begin Source text

Greetings and Happy New Year to the members of the Delaware Bibliophiles. Gordon notified me that it’s just about that time again to submit a few articles for Endpapers, so here’s a little something to kick off the third millennium. You may recall from the September 2000 issue that I am sending installments to what will collectively become The Petite Memoirs of a Petty Book Collector. In that September issue I explained what I meant by “petty” so I won’t bother to rehash that term’s definition again since you can easily look it up. This installment is one more toward the collection. Any reactions, comments, suggestions or whatever may be sent to the author at his e-mail address <email@example.com>.
The following is a brief account of just some of the items that have come into the Mosher collection toward the end of the last millennium. If you’re already beginning to yawn, then you might as well move on to the next article in Endpapers and come back to this one when you need something to put you asleep at bedtime, but I hope at lest some of you will begin to see, behind the descriptions and articles I offer, one collector’s reasoned approach and passion to collection building. You can substitute your own area of collecting and see how you might approach it using some of my own approaches. Of course, far be it for me to say that I’ve invented the only way. Just reading back issues of Endpapers and the classic books on the subject and one can easily see that there are many ways to skin the cat (imagine, a phrase like that coming from a vegetarian and a cat lover to boot!). Anyway, here are a few of the century close-outs that I managed to add to the Mosher collection just before father time’s sickle cut off yet another year–decade–century–millennium.
1. Books from Mosher’s Library
A few books from Mosher’s library and bearing his distinctive bookplate, including:
(Heine) Karpeles, Gustav, ed. Henrich Heine’s Memoirs from His Works, Letters, and Conversations. English translation by Gilbert Cannan. 2 vols. London: Heinemann, 1910. Mosher wrote about Heine in The Bibelot. I’m always adding to my collection of books originally found in Thomas Bird Mosher’s personal library which, by the way, numbered over 10,000 volumes! Since I have collected only 300 of his books with his unusual double breasted griffins bookplate, I suppose I still have a few more to go.
Bradley, William Aspenwall. Garlands and Wayfarings. Portland: T.B. Mosher, 1917. One of 450 copies on handmade paper. First edition of this collection of verse by the man who later served as literary agent to a number of American expatriates, including Gertrude Stein, Henry Miller and Anais Nin. With poet/editor/ biographer Odell Shepard’s note of receipt of the book from the author and pencil annotations. Laid in are two letters from the author to Shepard (15 Nov. 1917 3pp.), about Shepard’s comments re: the book, and (25 Nov. 1917, 1 1/2pp.) re: Shepard’s own book.
Oswald, Eugene. The Legend of Fair Helen as Told by Homer, Goethe, and Others. London: John Murray, 1905. Book on the historical nature of Helen of Troy.

end Source text
begin Data excerpts

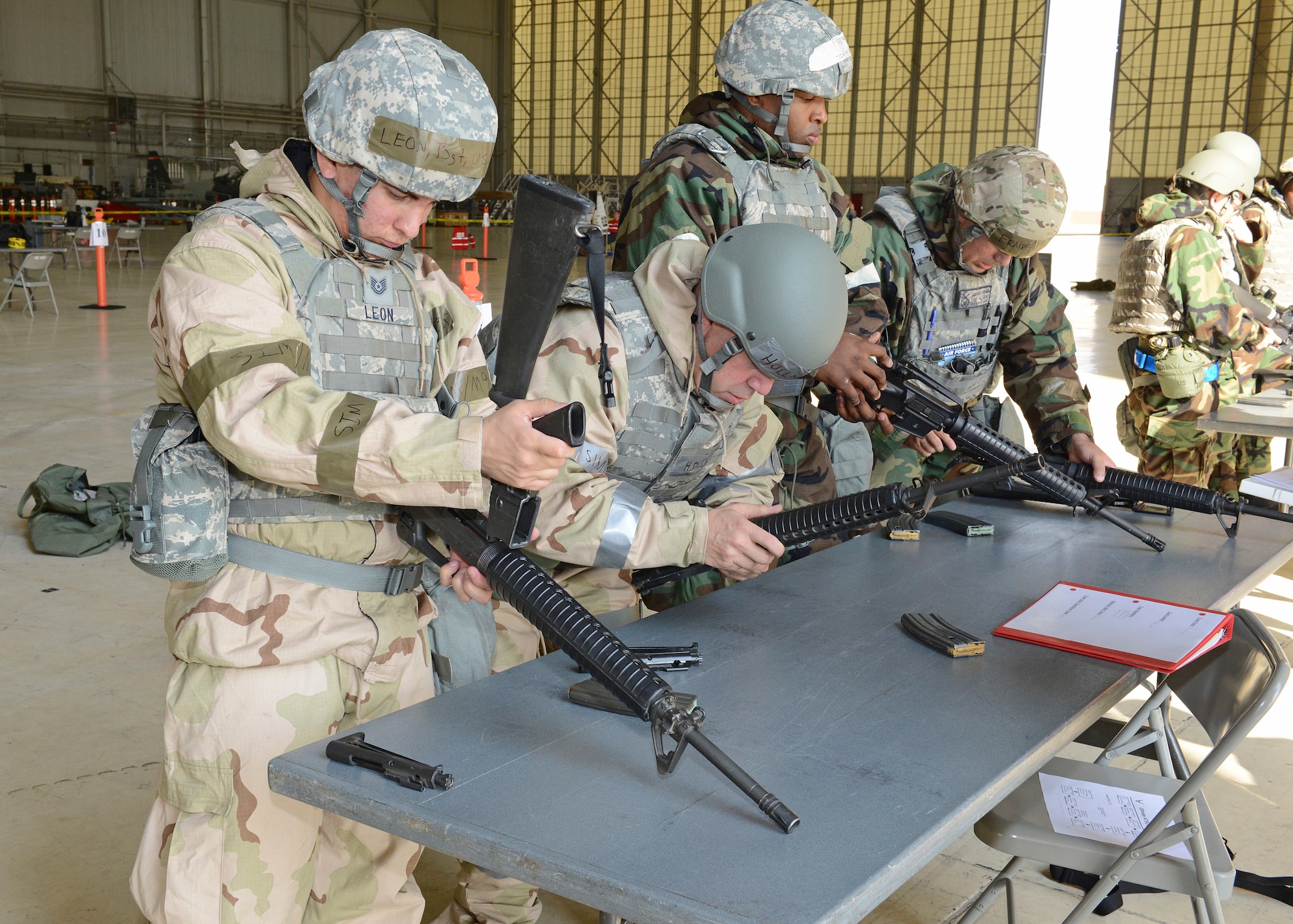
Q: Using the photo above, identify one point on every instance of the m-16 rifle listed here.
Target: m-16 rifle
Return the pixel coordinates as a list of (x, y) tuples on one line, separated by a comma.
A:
[(1123, 488), (919, 404), (853, 511), (549, 223)]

end Data excerpts

**What is asked**
1. Using the book-collecting memoir, decide whether each statement agrees with it, answering yes or no and quoting the words that decide it. (a) Mosher's personal library held more than 10,000 volumes. (b) The writer has collected 500 books bearing Mosher's bookplate. (c) Garlands and Wayfarings was issued as one of 450 copies on handmade paper.
2. Carry the book-collecting memoir forward from its final sentence, keeping the same voice.

**Answers for the tasks**
1.
(a) Yes: "which, by the way, numbered over 10,000 volumes!"
(b) No: "Since I have collected only 300 of his books with his unusual double breasted griffins bookplate"
(c) Yes: "One of 450 copies on handmade paper."

2.
Thackeray, Francis St. John and Edward Daniel Stone. Florilegium Latinum – Translations Into Latin Verse. [Pre-Victorian and Victorian Poets]. 2 vols. London and New York: The Bodley Head, 1899-1902. This is probably the dumbest set I think I’ve ever acquired from Mosher’s library. Just what was the point to take various Victorian poems and translate them into Latin? But a book from Mosher’s library is a book from Mosher’s library, so I had to buy it. Interesting little story through: a dealer in Boston offered me the book for $200. I turned it down being somewhat repelled with the content as well as the condition. A couple months later I found the very same two volumes listed on the Internet by a dealer in Kentucky for $75 which is why the set is now in the collection.
Synge, John M. The Tinker’s Wedding. Dublin: Maunsel and Co., Ltd., 1907. First edition.
Stevenson, Robert L. Aes Triplex. New York: Scribner’s (printed at the Merrymount Press), 1901. The book recently came up at auction and I bid quite high thereby discouraging any further bids. Why? It’s just because this is the only book by that title that Mosher owned besides his own publication of Aex Triplex. The Scribner’s copy was printed at the Merrymont Press one year before Mosher’s little Vest Pocket Series version appeared. It may have very likely been the impetus behind Mosher’s own edition.
In acquiring these personal books of the publisher, I find that I can imaginatively come closer to the man who once assembled them on his bookshelves. Sometimes I find Mosher’s notes in the margins which indicate a select passage he liked and he sometimes even comments on a passage. Other times his selections are marked for the printer so the quote can be placed in one of the Mosher publications. Collectively these books speak of the publisher’s likes, the type of poetry and literature he read, and what secondary literature he relied upon to help form his opinions about the primary texts involved.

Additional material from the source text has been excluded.